## STATED EXERCISE
Return every line of the items below unchanged, keeping each character and line break as it appears.

## Object pointing dataset rows
****************
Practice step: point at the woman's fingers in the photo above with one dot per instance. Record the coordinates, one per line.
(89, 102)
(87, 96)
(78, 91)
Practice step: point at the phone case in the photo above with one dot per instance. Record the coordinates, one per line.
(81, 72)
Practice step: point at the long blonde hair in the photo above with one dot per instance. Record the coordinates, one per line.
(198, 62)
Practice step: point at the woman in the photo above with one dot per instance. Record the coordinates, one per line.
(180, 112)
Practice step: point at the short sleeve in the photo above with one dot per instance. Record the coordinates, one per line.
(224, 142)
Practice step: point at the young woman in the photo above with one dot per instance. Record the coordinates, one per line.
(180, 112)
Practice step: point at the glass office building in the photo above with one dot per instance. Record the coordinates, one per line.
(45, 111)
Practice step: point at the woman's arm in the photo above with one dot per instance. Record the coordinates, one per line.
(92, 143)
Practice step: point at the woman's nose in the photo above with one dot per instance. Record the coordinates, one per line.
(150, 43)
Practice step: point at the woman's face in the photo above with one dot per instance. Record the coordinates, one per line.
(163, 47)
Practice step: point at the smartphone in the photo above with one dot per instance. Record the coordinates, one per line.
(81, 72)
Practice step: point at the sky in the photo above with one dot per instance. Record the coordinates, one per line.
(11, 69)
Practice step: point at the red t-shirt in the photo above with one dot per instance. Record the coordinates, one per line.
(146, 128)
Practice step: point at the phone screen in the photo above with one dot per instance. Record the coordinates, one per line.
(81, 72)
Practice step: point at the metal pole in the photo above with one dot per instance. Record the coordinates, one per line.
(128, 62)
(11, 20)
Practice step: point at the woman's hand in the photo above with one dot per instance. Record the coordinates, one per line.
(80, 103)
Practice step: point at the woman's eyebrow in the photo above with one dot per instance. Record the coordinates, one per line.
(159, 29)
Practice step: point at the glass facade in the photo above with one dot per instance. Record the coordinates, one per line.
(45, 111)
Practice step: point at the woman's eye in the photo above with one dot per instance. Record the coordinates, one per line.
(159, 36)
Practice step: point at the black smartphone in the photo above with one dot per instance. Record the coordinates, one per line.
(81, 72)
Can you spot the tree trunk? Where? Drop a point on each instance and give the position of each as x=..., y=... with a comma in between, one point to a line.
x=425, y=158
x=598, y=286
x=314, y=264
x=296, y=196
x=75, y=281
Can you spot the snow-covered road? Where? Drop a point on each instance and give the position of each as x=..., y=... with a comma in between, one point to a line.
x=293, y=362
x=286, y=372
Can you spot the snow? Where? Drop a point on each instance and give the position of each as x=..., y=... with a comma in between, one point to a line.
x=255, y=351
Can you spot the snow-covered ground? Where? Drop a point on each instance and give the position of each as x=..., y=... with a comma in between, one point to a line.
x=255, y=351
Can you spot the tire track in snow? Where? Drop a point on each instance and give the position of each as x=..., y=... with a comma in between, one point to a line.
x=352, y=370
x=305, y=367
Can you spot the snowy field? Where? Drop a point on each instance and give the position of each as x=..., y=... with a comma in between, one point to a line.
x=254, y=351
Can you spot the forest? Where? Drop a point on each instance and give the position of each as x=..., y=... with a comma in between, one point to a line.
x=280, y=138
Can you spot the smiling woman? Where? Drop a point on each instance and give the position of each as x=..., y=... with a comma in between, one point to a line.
****************
## RESPONSE TO THE EXERCISE
Practice step: point at the woman's fingers in the photo above with one dot per instance. Record the coordinates, one per line.
(89, 102)
(87, 96)
(78, 91)
Practice step: point at the phone case in the photo above with one dot per instance. Record the coordinates, one per line.
(81, 72)
Practice step: point at the long blonde hair in the photo above with one dot per instance. Record the coordinates, one per line.
(198, 62)
Practice step: point at the woman in the photo above with one dot per instance. Record the coordinates, one per line.
(180, 112)
Practice step: point at the short sleeve in the photo above with one dot per instance. Record the coordinates, one per line.
(224, 142)
Practice step: point at the young woman in the photo above with one dot per instance. Record the coordinates, one per line.
(180, 112)
Practice step: point at the glass office building in the photo above with one dot per instance. Record the coordinates, one per line.
(45, 111)
Practice step: point at the woman's arm in the photo above with one dot per instance. Record the coordinates, one per line.
(92, 143)
Practice step: point at the woman's nose in the photo above with one dot per instance. Record the coordinates, one per line.
(150, 43)
Practice step: point at the woman's face in the photo above with one dot per instance. Record the coordinates, one per line.
(163, 47)
Practice step: point at the smartphone in the photo above with one dot per instance. Record the coordinates, one per line.
(81, 72)
Practice step: point at the sky in the photo above with one dot per instance. Record the coordinates, one per line.
(11, 69)
Practice step: point at the red t-shirt in the photo above with one dot per instance. Record the coordinates, one per line.
(146, 128)
Practice step: point at the phone screen in the photo above with one dot per instance. Record the coordinates, one per line.
(81, 72)
Practice step: point at the metal pole in the photo above with one dot per instance. Record the coordinates, one per line.
(128, 62)
(11, 20)
Practice step: point at the woman's hand in the photo above with one dot per instance. Record the coordinates, one per line.
(80, 103)
Practice step: point at the woman's eyebrow in the photo above with one dot per instance. Record the coordinates, one per line.
(159, 29)
Practice step: point at the glass facade in the photo above with one dot per instance. Record the coordinates, one per line.
(45, 111)
Practice step: point at the woman's eye in the photo above with one dot per instance. Record the coordinates, one per line.
(159, 36)
Practice step: point at the black smartphone in the photo above with one dot per instance. Record the coordinates, one per line.
(81, 72)
Can you spot the tree trunk? Where? Drop a point on each instance and give the position of each as x=..., y=... with a comma in between, one point to a line.
x=425, y=158
x=598, y=286
x=314, y=264
x=296, y=196
x=75, y=281
Can you spot the snow-covered road? Where? Drop a point on each instance and give the position of each as x=..., y=... with a comma in between, one point to a line.
x=293, y=362
x=286, y=372
Can you spot the snow? Where? Drop a point on each instance and give the position of each as x=..., y=... with a comma in between, one point to a line.
x=255, y=351
Can you spot the snow-covered ground? Where? Drop a point on each instance and give the position of each as x=..., y=... with a comma in between, one point to a line.
x=255, y=351
Can you spot the tire track in snow? Where? Drop a point on each instance and give the position of each as x=..., y=... with a comma in between, one point to a line.
x=352, y=370
x=305, y=367
Can you spot the snowy field? Where? Drop a point on each instance and give the position of each as x=..., y=... with a comma in between, one point to a line.
x=254, y=351
Can you spot the forest? Where? Drop a point on each instance and give the position of each as x=..., y=... with a comma in between, one point to a line.
x=280, y=138
Can you spot the smiling woman? Where? Drop a point on each instance and give the position of each as x=..., y=... with a comma in between, one point to a line.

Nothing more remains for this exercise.